Tasks to carry out
a) Answer these questions using the hotel review, one answer per line, marked (i), (ii), (iii):
(i) What were temperatures like in February?
(ii) What did the unseasonably high seas whip away?
(iii) How long is the flower tour that can be arranged?
b) In the hotel review, take the passage that begins at "Freak storms hit" and stops after "and the jetty.". Swap "jetty" for "pier" and write out the passage.

Source extract
-- Begin --
A luxury Egyptian escape
As luxury hotels go, the Four Seasons Sharm el Sheikh has most of the must-haves on anyone’s wishlist. Excellent spa? Check. Great kids club? Check. Comfortable rooms? Check. Great restaurants? Check. And more to the point, its Red Sea location virtually guarantees it year-round sun. Even in February, temperatures were in the late teens and definitely warm enough to hit the hotel’s freeform swimming pool.
Freak storms hit the area this January though, with minor damage to the airport and hotels. The storm had blown over the day before I arrived but not before it had taken a good crack at the Four Seasons, with unseasonably high seas whipping away much of the already small beach and the jetty.
Despite that, the Four Seasons is still the best hotel in Sharm el Sheikh and that large pool and massive expanse of manicured grounds in which the hotel nestles can provide ample beach alternatives for strolls and plenty of spots for basking in the sun, which was back high in the sky where it belonged during my stay.
Abundant palm trees and endless flowers are everywhere you look. You are even given a little botanical leaflet to help identify some of the highlights, such as bauhinia, ficus, bougainvillea, hibiscus, Japanese honeysuckle, frangipani, aloe, yucca and many others – and an hour-long flower tour can also be arranged.
-- End --
Recorded data
-- Begin --
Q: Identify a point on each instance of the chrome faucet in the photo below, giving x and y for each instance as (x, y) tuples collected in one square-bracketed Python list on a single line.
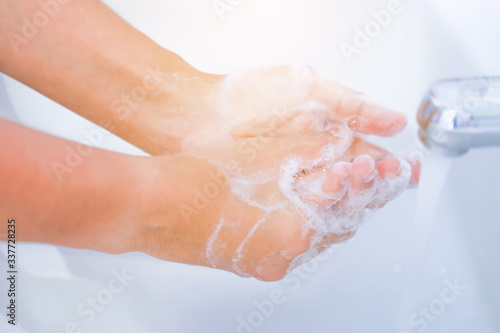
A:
[(459, 114)]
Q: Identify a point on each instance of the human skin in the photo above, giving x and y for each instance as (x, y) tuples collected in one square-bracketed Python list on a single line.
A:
[(94, 63), (117, 203)]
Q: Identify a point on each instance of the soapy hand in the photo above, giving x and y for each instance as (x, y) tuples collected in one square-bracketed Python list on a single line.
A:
[(261, 206), (273, 102)]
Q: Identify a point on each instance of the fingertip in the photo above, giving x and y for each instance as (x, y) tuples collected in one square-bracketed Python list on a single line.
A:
[(416, 167)]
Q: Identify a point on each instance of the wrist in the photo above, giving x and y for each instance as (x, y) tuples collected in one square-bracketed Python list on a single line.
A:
[(175, 224)]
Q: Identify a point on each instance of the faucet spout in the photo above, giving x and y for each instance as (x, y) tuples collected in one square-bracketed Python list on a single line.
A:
[(459, 114)]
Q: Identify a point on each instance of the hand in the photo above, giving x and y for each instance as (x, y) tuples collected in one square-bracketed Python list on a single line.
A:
[(242, 207), (264, 102)]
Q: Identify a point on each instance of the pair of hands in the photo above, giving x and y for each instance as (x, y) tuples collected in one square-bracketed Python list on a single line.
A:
[(273, 171)]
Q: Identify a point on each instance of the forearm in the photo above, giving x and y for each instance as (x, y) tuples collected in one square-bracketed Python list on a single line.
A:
[(90, 60), (89, 203)]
-- End --
Answers for the exercise
a)
(i) In the late teens.
(ii) Much of the already small beach and the jetty.
(iii) An hour.

b)
Freak storms hit the area this January though, with minor damage to the airport and hotels. The storm had blown over the day before I arrived but not before it had taken a good crack at the Four Seasons, with unseasonably high seas whipping away much of the already small beach and the pier.